### About this task
Beginning with the line that contains "Target: forest floor", extract each line through the end of the listing below, with no additions or omissions.

### Data shown

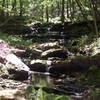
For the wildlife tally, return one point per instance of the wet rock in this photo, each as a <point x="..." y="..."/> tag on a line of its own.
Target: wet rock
<point x="12" y="94"/>
<point x="49" y="45"/>
<point x="35" y="53"/>
<point x="11" y="62"/>
<point x="75" y="65"/>
<point x="18" y="74"/>
<point x="39" y="65"/>
<point x="60" y="53"/>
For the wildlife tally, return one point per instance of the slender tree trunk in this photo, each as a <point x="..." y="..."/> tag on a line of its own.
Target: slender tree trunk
<point x="94" y="17"/>
<point x="3" y="6"/>
<point x="63" y="12"/>
<point x="58" y="9"/>
<point x="67" y="9"/>
<point x="47" y="13"/>
<point x="21" y="8"/>
<point x="14" y="7"/>
<point x="81" y="9"/>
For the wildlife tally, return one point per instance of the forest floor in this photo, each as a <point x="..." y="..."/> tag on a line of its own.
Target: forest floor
<point x="59" y="67"/>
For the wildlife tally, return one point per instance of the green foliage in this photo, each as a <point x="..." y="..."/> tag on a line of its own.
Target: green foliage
<point x="39" y="94"/>
<point x="95" y="94"/>
<point x="15" y="40"/>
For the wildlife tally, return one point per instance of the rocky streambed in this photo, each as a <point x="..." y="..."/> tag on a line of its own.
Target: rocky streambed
<point x="50" y="63"/>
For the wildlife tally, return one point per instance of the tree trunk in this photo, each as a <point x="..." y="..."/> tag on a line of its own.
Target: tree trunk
<point x="63" y="12"/>
<point x="47" y="14"/>
<point x="94" y="17"/>
<point x="21" y="8"/>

### Response
Target: forest floor
<point x="59" y="67"/>
For the wildlife tally, return one point per instance of the green foliage in this photo, each as a <point x="..." y="..."/> tag on a line of its own.
Target: green foliage
<point x="39" y="94"/>
<point x="95" y="94"/>
<point x="15" y="40"/>
For the wildlife tally, return one point per instance of the rocky streambed in this photo, each as a <point x="..." y="..."/> tag on a line of its own.
Target: rocky streambed
<point x="50" y="63"/>
For the wildlife tally, return one point per instance of the tree trunk in this photo, each as a <point x="..." y="..."/> tag on a line of its own.
Target: tree trunk
<point x="63" y="12"/>
<point x="47" y="14"/>
<point x="94" y="17"/>
<point x="21" y="8"/>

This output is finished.